**TASK:**
What follows is a listing; give it again exactly, in its entirety.

— START OF EXERCISE INPUTS —

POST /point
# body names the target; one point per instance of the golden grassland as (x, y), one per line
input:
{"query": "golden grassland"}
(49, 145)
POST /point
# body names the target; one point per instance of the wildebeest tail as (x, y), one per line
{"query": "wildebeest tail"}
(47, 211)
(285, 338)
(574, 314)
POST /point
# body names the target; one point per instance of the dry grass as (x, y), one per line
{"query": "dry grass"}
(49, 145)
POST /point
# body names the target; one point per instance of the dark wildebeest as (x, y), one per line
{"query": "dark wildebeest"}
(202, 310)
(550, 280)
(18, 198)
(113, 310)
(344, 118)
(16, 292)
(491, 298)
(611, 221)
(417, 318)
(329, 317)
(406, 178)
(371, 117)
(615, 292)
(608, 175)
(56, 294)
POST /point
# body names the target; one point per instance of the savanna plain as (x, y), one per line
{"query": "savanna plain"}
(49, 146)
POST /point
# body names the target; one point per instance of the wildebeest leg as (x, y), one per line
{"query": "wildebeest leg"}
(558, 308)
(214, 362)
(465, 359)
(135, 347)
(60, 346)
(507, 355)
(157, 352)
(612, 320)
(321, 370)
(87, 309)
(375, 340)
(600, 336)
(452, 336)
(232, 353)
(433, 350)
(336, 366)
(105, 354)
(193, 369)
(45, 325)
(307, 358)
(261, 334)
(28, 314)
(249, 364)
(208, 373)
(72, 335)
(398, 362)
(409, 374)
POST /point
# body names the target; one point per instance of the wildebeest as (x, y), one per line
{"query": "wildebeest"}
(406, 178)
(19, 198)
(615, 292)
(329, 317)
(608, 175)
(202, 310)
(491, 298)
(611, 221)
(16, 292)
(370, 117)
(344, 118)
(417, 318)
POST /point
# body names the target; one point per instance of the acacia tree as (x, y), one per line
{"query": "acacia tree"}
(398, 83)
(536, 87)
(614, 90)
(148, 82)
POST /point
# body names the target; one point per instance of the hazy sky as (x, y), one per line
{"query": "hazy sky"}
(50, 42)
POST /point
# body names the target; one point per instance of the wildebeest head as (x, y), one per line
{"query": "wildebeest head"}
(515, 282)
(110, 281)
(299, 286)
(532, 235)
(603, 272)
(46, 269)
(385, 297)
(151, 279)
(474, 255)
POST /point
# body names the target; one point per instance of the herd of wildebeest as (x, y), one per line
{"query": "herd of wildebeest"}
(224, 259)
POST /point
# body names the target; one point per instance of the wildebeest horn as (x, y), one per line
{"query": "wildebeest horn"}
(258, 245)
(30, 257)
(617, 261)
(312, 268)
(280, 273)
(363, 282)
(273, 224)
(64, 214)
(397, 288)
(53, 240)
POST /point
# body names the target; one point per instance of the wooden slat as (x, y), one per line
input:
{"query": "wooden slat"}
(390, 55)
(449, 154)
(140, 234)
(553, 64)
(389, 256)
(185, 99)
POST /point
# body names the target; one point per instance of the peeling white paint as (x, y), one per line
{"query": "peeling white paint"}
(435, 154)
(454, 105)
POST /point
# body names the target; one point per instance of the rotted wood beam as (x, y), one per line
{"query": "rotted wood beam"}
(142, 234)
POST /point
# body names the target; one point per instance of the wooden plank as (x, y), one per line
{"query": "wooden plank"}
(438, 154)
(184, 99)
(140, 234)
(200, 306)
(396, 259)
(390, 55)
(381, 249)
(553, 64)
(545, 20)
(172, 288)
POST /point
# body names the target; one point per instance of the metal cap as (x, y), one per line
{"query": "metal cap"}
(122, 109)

— END OF EXERCISE INPUTS —

**REPLY TO THE TASK:**
POST /point
# body names the target; one point per instance of the golden grassland as (x, y), one per line
input:
{"query": "golden grassland"}
(49, 145)
POST /point
# body names the target; one point per instance of the wildebeest tail as (x, y), one per line
{"query": "wildebeest tail"}
(47, 211)
(285, 338)
(574, 314)
POST /point
# body names the target; one point per instance of the dry grass as (x, y), one per line
{"query": "dry grass"}
(49, 145)
POST /point
# body names the target; one point per instance of the dark wildebeest as (x, y), one per line
{"query": "dark wildebeest"}
(202, 310)
(550, 280)
(18, 198)
(113, 310)
(344, 118)
(16, 292)
(491, 298)
(611, 221)
(417, 318)
(329, 317)
(406, 178)
(371, 117)
(615, 292)
(608, 175)
(56, 294)
POST /point
# body names the target; one point per instance of the savanna plain as (x, y), one per line
{"query": "savanna plain"}
(49, 146)
POST /point
# body names the target; one point per instance of the wildebeest leg as (x, y), one per line
{"query": "wildebeest leg"}
(558, 308)
(214, 362)
(465, 359)
(135, 347)
(60, 346)
(507, 355)
(157, 352)
(612, 320)
(321, 370)
(87, 309)
(375, 340)
(600, 336)
(452, 336)
(232, 353)
(433, 350)
(336, 366)
(105, 354)
(193, 369)
(45, 325)
(307, 358)
(261, 334)
(28, 314)
(249, 364)
(208, 373)
(72, 335)
(398, 362)
(409, 374)
POST /point
# body names the target; one point per instance of the wildebeest as (x, y), one per line
{"query": "wildebeest"}
(406, 178)
(19, 198)
(615, 292)
(329, 317)
(608, 175)
(202, 310)
(491, 298)
(611, 221)
(16, 292)
(370, 117)
(344, 118)
(417, 318)
POST /point
# body names the target; one point per instance of the acacia tree as (x, y), one per line
{"query": "acacia tree"}
(398, 83)
(536, 87)
(614, 90)
(148, 82)
POST /point
# body names the target; one point per instance of the hazy sky as (x, y), one per line
{"query": "hazy sky"}
(50, 42)
POST /point
# body names the target; one point per instance of the wildebeest head as (x, y), one per line
{"query": "wildebeest head"}
(515, 282)
(110, 281)
(299, 286)
(532, 235)
(603, 272)
(46, 269)
(385, 297)
(151, 279)
(474, 255)
POST /point
# body names the target; one point per instance of the herd of wildebeest as (x, y), one per line
{"query": "herd of wildebeest"}
(224, 259)
POST /point
# body names the target; one point per instance of the wildebeest horn as (x, y), one per line
{"query": "wildebeest horn"}
(258, 245)
(30, 257)
(617, 261)
(312, 268)
(280, 273)
(363, 282)
(273, 224)
(64, 214)
(397, 288)
(53, 240)
POST /point
# body names the target; one point per instance of the wooden slat as (x, y), one per line
input:
{"query": "wooden slat"}
(390, 55)
(449, 154)
(140, 234)
(553, 64)
(389, 256)
(185, 99)
POST /point
# body names the target; one point per instance of the peeling white paint as (x, y), one per line
{"query": "peeling white paint"}
(435, 154)
(454, 105)
POST /point
# body names the target; one point per instance of the rotted wood beam as (x, y), one per line
{"query": "rotted wood beam"}
(142, 234)
POST /point
# body names the target; one point per instance of the wooden plank as (x, y), one per line
{"query": "wooden plank"}
(438, 154)
(184, 99)
(140, 234)
(200, 306)
(396, 259)
(390, 55)
(381, 249)
(553, 64)
(545, 20)
(172, 288)
POST /point
# body names the target; one point per instance of the metal cap as (x, y), one per line
{"query": "metal cap"}
(122, 109)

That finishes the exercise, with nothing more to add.